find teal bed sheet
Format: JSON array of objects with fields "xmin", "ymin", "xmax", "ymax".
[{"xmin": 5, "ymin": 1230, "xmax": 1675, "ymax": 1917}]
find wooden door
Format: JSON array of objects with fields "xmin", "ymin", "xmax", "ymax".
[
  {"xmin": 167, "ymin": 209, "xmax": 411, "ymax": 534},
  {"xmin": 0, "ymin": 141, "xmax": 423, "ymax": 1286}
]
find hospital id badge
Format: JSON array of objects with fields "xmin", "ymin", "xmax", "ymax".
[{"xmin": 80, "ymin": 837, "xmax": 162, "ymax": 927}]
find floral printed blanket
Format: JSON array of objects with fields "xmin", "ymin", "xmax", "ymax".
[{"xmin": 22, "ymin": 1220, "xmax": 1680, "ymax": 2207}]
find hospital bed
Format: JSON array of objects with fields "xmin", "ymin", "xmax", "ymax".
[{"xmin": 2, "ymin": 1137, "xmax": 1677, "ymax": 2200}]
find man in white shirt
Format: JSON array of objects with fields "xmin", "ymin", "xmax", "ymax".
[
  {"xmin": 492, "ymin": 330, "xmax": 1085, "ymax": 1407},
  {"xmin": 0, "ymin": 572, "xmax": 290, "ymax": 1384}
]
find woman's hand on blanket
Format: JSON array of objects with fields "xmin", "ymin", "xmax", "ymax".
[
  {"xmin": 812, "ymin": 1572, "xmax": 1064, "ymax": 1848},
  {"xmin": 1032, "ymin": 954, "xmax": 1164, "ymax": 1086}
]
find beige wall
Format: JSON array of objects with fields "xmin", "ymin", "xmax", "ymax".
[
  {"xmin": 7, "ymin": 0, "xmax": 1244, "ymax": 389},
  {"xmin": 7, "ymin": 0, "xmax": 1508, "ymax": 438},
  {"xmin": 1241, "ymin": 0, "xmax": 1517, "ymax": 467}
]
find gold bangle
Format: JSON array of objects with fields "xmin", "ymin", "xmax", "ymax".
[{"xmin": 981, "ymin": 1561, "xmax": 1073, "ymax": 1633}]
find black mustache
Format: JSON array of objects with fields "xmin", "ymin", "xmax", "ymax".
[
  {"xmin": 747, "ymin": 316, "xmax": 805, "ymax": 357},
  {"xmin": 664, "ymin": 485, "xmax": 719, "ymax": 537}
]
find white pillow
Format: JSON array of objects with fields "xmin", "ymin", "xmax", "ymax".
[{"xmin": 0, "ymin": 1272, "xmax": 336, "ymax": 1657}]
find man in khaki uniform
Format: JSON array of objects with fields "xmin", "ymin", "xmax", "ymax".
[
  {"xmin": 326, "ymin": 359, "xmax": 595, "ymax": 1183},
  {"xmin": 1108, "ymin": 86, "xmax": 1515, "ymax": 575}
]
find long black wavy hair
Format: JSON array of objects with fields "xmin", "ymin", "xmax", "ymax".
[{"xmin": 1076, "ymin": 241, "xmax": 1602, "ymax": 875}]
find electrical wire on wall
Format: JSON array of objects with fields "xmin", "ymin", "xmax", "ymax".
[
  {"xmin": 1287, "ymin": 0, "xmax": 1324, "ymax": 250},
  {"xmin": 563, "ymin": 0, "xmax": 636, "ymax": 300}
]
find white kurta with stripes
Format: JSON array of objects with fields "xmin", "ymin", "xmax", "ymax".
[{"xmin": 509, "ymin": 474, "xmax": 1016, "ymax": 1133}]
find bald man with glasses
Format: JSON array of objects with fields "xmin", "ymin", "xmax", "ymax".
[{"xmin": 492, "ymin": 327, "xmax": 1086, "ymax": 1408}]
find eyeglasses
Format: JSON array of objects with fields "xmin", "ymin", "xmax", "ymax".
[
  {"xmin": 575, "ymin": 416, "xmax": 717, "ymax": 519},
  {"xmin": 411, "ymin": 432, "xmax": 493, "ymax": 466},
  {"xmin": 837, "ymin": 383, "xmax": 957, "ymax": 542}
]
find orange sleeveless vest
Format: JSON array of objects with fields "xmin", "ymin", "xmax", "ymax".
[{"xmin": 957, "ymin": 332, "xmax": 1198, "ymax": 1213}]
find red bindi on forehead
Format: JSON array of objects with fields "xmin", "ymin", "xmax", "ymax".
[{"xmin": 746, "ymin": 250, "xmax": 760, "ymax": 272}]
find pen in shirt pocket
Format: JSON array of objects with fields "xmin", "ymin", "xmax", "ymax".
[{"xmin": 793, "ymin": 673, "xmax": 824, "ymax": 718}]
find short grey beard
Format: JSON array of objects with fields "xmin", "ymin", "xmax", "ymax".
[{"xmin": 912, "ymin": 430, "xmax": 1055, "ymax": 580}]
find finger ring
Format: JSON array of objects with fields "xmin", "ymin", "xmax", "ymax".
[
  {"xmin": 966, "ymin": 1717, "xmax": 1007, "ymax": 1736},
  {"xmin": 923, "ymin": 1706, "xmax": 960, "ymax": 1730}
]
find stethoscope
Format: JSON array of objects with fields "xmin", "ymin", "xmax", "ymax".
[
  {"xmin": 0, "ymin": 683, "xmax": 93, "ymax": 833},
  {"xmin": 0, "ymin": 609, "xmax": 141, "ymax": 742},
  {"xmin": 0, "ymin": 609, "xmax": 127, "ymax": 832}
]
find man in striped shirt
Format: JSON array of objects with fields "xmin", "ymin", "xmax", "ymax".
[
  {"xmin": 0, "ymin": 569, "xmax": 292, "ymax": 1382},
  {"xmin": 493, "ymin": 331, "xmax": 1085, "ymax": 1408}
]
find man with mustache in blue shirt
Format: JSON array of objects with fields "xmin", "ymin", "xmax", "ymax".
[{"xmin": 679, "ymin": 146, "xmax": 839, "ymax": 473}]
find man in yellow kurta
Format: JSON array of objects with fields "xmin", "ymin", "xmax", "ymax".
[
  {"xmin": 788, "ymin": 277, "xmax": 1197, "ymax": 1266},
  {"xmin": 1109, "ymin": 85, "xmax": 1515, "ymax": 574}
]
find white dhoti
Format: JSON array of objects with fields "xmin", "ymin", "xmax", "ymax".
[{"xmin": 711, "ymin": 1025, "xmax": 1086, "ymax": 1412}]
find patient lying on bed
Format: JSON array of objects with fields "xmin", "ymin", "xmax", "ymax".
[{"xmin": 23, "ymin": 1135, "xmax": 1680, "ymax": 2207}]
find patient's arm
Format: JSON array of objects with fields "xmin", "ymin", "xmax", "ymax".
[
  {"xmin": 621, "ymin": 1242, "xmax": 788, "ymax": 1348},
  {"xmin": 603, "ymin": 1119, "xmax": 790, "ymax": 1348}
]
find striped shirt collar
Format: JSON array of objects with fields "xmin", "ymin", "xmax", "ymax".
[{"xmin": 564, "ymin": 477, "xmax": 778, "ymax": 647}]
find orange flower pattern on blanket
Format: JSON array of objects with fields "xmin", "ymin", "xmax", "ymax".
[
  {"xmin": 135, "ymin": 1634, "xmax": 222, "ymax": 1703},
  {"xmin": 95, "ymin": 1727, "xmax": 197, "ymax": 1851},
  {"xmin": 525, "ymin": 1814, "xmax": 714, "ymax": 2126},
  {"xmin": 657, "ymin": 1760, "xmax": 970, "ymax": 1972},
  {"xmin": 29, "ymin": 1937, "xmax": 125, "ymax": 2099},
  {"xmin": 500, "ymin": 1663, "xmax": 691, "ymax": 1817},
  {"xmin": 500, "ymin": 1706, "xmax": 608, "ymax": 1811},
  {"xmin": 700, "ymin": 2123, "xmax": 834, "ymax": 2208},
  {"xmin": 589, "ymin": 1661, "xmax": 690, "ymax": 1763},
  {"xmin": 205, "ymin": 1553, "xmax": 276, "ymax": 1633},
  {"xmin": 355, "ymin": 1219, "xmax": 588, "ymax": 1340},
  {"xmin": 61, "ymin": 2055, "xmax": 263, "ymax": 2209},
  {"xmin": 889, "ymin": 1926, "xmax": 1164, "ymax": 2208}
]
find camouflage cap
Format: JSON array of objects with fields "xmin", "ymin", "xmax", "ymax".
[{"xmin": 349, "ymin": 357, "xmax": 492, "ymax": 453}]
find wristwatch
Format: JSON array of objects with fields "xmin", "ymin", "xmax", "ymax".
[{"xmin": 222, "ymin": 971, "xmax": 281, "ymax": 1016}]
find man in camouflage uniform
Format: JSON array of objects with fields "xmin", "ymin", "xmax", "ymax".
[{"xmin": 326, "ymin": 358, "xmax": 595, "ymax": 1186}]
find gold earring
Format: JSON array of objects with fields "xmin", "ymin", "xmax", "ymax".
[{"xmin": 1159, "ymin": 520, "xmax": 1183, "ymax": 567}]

···

ASSIGNMENT: Where a line of the entries contains the word "mustache", copy that line.

RESPONSE AREA:
find black mustache
find man with mustache in blue shirt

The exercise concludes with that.